── Raw data

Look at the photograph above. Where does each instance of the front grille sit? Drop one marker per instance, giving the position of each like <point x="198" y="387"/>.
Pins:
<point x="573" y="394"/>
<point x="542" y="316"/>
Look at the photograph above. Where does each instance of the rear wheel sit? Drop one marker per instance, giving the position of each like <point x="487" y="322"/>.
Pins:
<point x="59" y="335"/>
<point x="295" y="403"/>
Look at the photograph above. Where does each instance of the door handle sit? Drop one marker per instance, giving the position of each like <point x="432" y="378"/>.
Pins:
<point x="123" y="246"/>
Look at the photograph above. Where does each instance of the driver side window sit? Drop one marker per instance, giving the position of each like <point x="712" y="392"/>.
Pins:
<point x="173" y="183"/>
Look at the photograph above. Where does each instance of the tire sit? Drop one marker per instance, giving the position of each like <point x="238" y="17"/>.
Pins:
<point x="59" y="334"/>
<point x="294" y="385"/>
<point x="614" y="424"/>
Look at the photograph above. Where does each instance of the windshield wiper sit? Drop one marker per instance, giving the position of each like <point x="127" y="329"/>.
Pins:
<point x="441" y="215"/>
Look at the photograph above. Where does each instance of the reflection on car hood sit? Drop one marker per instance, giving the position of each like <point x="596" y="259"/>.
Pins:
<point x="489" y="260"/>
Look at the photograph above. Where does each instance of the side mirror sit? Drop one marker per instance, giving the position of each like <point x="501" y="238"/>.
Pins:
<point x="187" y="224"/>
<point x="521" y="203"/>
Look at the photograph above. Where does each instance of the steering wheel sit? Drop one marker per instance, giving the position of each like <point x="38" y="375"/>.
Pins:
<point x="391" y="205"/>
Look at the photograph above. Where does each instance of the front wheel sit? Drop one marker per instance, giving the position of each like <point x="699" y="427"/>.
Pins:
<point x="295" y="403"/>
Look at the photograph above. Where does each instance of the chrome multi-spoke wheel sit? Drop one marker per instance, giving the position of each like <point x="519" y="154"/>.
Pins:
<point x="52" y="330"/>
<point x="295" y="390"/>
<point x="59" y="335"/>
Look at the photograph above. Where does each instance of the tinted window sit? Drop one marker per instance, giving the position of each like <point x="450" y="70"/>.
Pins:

────

Aim of the exercise
Answer with a number only: how many lines above include the word "window"?

Finished task
2